* ASSIGNED TASK
In the data below, find the line containing "Where can the blue sky be seen here?", then set down that line and every later line up to and including the line containing "Target: dark trousers", exactly.

* EXTRACTED DATA

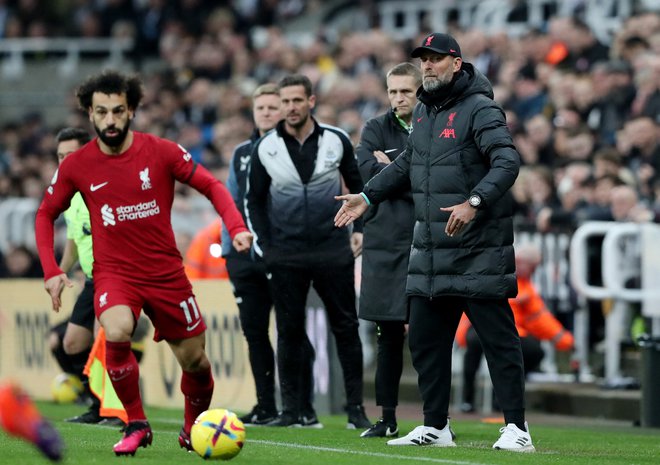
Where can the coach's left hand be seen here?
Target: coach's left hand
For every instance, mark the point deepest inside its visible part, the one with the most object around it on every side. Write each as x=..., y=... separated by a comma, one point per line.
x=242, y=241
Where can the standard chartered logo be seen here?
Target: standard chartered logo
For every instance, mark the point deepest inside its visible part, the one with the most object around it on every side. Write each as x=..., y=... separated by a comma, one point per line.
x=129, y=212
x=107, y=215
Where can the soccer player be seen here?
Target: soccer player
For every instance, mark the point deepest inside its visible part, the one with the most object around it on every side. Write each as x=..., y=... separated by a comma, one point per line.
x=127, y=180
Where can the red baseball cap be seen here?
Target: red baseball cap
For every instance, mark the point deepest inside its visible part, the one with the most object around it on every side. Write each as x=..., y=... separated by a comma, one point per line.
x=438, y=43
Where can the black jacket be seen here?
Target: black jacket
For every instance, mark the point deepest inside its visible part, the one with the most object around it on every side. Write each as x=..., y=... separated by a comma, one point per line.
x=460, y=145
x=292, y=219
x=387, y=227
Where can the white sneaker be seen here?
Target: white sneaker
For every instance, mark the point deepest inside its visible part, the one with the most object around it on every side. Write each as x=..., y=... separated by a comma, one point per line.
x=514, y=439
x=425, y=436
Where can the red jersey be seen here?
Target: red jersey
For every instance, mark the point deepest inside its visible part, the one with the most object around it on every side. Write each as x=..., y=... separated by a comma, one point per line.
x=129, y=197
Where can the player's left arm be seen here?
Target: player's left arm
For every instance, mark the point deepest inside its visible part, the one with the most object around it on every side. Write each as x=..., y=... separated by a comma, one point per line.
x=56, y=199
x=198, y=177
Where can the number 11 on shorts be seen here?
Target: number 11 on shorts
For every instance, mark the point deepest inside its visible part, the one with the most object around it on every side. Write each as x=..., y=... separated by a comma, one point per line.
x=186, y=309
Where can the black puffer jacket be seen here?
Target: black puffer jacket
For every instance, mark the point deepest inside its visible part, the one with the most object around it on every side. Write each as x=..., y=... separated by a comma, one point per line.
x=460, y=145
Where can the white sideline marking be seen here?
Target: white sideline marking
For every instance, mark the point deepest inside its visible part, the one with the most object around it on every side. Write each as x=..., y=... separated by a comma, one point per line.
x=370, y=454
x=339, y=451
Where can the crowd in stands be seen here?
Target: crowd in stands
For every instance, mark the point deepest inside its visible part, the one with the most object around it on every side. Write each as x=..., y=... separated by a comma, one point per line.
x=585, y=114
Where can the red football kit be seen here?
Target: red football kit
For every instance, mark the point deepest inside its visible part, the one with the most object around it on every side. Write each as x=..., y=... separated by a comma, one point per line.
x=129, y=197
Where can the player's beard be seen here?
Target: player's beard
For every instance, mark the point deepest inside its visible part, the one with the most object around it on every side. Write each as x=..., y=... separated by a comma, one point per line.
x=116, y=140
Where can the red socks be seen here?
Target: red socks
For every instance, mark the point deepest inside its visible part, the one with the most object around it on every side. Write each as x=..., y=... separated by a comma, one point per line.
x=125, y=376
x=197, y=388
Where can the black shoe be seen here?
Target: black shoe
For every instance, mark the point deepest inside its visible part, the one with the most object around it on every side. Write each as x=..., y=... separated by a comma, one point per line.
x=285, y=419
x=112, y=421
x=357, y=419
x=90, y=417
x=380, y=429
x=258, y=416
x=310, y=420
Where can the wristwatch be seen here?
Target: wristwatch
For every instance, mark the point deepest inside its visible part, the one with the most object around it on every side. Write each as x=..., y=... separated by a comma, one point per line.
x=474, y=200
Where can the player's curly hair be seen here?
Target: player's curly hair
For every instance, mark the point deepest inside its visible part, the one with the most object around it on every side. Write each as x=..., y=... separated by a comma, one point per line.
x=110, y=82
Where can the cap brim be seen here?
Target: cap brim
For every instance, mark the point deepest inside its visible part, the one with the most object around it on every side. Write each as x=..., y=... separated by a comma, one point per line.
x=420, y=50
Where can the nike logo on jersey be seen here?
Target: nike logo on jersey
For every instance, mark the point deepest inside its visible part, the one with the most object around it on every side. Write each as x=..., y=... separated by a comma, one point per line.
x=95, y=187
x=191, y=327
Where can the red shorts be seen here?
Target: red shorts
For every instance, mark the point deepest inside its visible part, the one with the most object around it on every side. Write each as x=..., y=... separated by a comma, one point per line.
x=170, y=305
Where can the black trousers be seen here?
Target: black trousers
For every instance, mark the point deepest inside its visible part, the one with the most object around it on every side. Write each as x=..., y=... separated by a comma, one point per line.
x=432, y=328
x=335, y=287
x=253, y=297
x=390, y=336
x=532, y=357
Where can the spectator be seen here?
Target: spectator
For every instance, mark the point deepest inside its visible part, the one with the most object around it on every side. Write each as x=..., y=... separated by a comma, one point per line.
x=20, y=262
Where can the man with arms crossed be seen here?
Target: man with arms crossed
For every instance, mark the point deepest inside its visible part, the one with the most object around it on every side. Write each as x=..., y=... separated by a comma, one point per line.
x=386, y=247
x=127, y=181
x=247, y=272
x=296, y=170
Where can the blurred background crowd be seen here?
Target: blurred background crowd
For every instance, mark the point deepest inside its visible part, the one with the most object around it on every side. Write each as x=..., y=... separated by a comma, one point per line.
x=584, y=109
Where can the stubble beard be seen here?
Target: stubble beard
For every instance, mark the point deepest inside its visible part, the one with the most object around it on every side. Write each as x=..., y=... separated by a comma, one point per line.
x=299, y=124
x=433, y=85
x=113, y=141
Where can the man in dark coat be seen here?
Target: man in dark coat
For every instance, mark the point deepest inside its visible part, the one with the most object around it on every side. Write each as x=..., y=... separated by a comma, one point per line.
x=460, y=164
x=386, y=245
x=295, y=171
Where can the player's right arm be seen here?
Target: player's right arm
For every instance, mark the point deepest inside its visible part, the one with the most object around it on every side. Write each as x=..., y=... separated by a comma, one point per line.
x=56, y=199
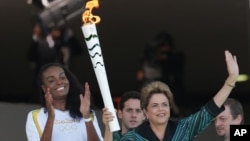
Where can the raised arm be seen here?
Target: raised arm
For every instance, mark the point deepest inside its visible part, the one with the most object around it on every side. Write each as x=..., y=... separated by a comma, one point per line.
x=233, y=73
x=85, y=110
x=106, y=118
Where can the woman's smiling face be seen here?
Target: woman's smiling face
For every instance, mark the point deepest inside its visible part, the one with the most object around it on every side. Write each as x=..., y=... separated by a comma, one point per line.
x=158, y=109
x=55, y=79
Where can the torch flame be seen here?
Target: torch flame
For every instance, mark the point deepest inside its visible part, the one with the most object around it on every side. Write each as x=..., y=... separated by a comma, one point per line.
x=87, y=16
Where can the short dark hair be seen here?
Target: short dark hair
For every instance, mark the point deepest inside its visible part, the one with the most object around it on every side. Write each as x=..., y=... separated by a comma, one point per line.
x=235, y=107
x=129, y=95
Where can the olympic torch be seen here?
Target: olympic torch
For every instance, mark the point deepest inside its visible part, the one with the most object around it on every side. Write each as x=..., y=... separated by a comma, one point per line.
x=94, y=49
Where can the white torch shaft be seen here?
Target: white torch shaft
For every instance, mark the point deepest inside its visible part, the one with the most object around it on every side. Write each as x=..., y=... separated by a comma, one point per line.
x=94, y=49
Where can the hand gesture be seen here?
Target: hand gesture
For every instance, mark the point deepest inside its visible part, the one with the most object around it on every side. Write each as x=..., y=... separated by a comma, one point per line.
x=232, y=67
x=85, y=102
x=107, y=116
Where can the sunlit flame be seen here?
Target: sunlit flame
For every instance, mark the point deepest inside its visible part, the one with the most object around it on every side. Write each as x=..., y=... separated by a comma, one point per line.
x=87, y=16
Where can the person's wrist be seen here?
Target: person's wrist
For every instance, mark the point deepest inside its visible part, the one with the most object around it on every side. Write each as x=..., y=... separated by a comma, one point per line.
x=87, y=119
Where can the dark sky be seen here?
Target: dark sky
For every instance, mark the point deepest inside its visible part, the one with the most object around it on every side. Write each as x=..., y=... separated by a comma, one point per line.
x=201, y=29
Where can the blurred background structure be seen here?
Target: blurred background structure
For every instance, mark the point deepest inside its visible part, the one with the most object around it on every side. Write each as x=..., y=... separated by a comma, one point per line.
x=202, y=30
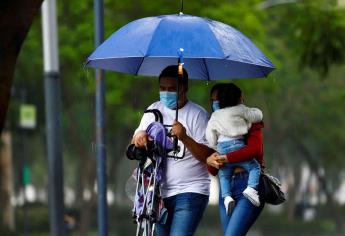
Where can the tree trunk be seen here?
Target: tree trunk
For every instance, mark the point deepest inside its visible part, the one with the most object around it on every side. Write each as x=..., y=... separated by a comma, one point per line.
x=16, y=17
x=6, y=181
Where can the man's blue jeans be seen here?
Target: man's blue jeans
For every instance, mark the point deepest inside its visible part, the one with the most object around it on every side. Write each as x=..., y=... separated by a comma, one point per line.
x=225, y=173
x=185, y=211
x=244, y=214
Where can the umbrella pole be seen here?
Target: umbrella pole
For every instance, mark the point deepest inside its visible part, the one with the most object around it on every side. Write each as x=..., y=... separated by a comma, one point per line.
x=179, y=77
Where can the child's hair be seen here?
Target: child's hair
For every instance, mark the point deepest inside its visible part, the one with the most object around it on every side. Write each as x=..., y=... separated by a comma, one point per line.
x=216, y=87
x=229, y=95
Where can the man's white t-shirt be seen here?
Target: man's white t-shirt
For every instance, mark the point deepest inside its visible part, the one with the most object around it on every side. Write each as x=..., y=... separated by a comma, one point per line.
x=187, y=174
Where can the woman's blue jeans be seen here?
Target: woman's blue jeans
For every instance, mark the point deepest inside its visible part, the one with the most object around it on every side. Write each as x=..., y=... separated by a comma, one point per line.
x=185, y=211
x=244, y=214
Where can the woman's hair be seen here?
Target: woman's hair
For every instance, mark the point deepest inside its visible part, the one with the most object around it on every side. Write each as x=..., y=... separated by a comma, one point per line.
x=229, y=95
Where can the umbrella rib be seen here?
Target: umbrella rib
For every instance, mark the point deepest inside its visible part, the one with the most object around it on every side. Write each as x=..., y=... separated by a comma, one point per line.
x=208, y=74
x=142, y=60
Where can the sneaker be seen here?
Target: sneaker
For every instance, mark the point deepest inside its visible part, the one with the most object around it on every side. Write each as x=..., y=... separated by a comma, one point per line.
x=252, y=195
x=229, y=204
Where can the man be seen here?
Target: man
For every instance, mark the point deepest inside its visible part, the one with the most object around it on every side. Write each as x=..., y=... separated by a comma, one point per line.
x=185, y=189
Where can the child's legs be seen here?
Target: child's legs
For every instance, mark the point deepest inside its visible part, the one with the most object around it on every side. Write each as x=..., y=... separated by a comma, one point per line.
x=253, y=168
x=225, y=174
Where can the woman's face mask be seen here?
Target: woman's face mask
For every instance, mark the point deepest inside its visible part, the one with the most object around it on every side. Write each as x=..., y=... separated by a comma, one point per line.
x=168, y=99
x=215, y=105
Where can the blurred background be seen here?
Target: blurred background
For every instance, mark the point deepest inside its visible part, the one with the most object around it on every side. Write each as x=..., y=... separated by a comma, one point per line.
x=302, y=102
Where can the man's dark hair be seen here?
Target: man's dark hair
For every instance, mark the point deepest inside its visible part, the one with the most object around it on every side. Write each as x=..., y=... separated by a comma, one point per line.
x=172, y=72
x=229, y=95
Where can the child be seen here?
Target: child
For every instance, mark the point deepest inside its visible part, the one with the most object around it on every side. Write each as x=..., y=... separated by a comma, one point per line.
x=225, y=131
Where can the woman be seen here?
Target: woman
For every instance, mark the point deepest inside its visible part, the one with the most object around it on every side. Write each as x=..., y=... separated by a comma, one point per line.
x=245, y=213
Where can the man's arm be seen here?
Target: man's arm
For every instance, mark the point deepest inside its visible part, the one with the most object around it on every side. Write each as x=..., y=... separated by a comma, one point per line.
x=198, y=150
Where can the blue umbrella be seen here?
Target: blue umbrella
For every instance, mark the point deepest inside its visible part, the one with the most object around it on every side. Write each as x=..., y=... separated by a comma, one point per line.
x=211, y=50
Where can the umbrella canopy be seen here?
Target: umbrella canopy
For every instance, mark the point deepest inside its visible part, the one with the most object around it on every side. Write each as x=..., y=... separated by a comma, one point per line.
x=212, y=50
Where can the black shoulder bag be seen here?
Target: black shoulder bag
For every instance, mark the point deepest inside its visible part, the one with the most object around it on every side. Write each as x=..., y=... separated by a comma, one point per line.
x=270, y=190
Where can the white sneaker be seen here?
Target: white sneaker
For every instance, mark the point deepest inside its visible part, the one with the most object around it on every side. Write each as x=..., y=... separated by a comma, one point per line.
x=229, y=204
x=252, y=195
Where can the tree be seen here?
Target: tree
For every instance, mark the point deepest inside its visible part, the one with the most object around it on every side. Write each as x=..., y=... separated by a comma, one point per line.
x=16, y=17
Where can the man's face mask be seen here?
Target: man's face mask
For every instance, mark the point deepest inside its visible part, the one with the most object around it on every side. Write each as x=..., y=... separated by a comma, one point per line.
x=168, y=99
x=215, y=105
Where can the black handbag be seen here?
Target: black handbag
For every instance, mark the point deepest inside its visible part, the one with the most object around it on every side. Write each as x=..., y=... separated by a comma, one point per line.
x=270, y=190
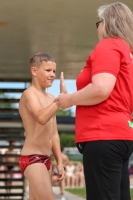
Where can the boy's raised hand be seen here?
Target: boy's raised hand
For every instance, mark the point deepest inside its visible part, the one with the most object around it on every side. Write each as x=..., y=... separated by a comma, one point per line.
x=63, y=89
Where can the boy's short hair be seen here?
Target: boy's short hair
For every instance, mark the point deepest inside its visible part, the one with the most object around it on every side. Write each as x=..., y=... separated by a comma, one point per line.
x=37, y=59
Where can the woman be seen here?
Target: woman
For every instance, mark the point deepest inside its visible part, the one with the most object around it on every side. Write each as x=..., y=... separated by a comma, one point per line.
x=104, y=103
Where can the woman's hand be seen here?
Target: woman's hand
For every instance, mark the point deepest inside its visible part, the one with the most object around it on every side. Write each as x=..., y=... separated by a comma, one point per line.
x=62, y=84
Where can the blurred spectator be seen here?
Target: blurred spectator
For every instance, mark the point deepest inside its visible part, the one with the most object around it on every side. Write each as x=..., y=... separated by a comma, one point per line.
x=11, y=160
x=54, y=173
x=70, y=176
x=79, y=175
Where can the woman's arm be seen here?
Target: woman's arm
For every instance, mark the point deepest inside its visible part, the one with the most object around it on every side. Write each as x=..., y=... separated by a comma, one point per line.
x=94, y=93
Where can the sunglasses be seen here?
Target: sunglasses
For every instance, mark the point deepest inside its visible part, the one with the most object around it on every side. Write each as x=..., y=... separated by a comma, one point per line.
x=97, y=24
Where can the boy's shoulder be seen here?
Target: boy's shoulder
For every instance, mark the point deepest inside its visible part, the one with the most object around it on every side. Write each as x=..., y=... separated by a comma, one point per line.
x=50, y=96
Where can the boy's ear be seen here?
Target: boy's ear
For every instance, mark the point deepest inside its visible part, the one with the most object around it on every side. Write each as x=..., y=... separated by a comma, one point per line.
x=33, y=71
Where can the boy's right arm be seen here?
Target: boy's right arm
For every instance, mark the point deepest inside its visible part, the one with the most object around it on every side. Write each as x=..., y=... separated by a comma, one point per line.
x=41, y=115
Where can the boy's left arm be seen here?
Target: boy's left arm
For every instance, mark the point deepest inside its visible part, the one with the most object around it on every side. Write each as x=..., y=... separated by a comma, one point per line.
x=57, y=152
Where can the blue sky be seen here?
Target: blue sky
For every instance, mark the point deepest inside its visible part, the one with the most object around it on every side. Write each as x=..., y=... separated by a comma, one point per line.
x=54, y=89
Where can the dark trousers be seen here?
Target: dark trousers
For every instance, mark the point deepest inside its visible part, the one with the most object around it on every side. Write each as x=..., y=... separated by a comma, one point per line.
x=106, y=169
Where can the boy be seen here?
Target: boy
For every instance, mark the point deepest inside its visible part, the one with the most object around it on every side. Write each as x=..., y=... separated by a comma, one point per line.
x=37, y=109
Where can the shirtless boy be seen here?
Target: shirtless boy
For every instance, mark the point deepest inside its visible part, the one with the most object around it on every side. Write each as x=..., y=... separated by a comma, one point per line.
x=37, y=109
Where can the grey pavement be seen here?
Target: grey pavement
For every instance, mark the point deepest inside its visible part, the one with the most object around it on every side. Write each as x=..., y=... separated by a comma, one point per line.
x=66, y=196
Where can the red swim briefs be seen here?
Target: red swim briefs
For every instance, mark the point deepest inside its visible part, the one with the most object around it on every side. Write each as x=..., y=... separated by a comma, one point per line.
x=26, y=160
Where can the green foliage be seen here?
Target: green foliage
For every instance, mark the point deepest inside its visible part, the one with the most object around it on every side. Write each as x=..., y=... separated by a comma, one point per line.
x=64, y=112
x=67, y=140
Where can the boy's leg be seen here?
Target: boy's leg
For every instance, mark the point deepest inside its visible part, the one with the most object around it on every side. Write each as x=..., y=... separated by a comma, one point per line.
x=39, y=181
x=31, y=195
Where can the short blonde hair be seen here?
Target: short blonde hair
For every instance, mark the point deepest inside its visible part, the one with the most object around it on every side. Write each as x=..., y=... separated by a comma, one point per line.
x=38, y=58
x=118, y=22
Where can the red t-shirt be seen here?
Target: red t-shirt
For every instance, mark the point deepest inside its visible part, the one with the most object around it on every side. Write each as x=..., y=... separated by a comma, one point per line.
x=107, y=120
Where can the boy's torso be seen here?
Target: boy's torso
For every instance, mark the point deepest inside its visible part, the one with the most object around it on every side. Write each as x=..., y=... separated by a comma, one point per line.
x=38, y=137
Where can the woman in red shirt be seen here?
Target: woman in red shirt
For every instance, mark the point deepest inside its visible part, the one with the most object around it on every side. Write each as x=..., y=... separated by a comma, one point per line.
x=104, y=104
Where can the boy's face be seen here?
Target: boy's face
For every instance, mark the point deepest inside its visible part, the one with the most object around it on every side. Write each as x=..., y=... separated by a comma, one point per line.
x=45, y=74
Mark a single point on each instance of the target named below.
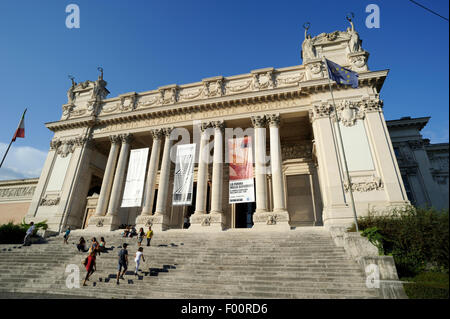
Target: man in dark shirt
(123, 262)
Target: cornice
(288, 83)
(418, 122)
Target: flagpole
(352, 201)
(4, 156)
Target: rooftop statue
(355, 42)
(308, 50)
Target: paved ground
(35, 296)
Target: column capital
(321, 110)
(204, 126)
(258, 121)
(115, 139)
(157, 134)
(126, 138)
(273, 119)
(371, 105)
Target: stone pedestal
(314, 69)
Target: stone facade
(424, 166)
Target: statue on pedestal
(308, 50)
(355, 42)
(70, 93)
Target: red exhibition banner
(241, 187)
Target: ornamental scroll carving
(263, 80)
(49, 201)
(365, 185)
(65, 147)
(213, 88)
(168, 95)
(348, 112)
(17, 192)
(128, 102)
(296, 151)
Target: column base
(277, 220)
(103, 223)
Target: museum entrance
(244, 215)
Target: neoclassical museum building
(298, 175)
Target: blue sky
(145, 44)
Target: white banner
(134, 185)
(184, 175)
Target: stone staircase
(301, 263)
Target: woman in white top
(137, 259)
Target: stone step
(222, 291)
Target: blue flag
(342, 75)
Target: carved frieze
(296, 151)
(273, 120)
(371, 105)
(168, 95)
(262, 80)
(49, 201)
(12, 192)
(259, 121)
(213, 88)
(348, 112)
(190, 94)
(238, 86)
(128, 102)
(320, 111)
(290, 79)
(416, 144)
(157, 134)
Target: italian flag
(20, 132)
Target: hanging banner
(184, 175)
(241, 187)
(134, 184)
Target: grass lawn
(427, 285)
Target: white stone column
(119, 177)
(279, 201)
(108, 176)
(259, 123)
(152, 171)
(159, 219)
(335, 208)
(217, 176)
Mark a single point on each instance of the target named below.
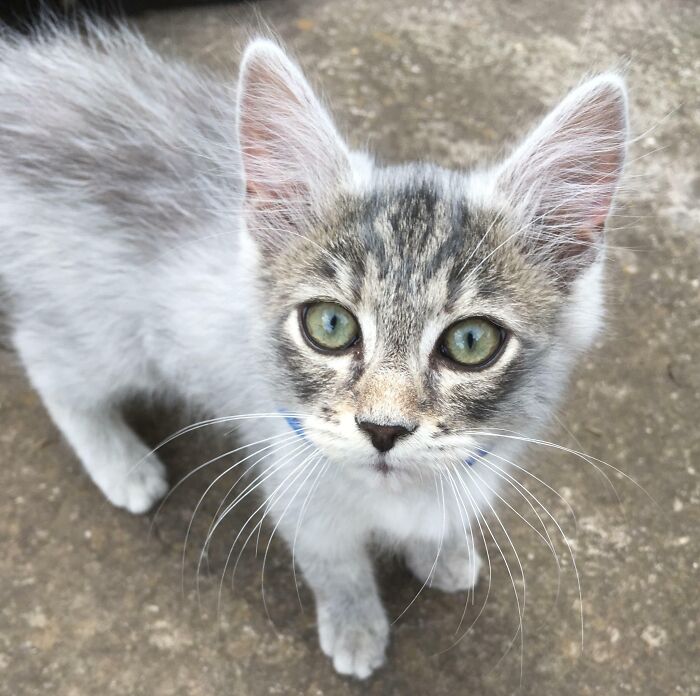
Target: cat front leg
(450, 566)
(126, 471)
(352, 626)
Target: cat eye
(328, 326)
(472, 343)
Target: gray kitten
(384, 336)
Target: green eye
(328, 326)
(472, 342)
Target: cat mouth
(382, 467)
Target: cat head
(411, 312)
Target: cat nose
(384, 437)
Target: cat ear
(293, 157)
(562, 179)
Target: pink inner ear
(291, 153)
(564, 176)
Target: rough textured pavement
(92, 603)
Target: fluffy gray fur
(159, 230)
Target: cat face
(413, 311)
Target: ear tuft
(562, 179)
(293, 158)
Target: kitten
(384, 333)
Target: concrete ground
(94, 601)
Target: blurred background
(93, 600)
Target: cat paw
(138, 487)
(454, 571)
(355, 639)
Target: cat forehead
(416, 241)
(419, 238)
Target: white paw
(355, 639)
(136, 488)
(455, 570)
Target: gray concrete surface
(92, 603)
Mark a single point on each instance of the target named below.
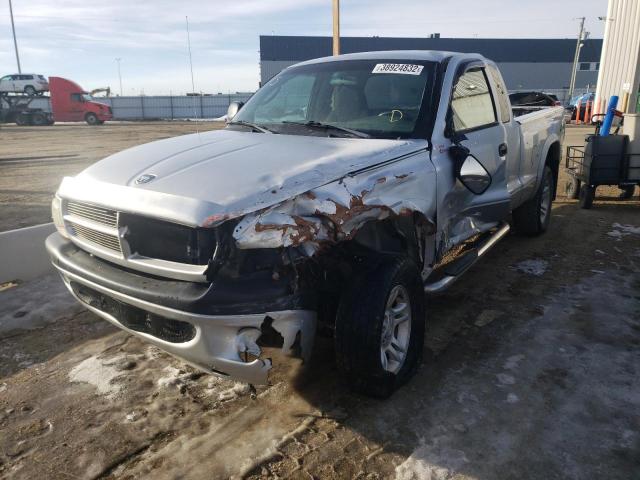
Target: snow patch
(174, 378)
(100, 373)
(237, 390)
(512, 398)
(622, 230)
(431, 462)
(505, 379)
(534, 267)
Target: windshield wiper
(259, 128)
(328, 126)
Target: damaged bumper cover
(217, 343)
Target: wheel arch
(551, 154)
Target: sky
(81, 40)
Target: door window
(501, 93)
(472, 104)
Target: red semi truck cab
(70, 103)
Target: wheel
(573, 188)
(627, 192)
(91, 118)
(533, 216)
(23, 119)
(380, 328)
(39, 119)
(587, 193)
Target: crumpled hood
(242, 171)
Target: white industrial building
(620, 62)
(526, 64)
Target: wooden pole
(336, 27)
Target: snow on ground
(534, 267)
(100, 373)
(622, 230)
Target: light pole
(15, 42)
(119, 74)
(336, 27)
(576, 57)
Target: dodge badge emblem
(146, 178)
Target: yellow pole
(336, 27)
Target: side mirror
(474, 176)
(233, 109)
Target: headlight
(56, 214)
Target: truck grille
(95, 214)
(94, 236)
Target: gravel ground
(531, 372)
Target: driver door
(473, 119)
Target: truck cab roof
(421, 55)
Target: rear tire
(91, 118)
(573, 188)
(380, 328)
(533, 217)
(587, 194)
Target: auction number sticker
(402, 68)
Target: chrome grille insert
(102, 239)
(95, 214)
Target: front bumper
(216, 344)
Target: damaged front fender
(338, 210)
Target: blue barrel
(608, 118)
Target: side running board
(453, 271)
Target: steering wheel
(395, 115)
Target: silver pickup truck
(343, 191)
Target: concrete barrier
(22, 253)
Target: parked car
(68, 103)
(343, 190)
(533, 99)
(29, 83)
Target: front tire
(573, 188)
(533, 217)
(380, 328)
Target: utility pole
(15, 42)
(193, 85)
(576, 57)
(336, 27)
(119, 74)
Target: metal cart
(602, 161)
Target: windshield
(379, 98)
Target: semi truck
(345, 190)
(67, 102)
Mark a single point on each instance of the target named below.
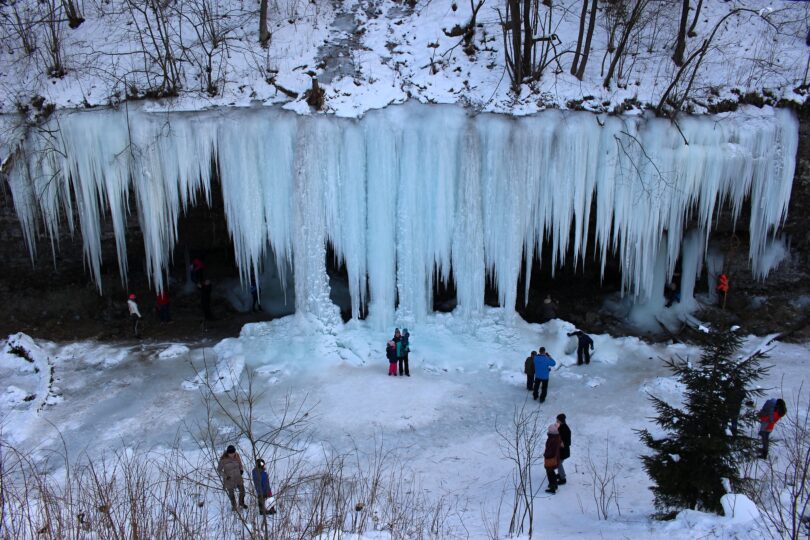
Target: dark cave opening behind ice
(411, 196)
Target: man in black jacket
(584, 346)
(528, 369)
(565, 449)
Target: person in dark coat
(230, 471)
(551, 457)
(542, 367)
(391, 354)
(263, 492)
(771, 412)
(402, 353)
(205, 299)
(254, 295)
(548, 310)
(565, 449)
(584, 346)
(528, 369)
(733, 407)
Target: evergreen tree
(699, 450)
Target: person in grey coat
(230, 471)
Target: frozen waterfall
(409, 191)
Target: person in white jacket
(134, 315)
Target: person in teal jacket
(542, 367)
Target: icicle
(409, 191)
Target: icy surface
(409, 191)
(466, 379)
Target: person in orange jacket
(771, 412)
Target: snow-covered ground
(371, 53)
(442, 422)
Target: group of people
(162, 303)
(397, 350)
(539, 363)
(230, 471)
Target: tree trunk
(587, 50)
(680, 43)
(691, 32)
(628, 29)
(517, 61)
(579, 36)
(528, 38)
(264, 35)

* EXERCISE SOLUTION
Where can the blue sky be seen here?
Target: blue sky
For every instance, mark the point deepest inside its visible part, the one with the most object around it on every side. Write each as x=..., y=... separated by a comma, one point per line.
x=54, y=89
Where can the dark trousers be seen here?
Target: dark trousers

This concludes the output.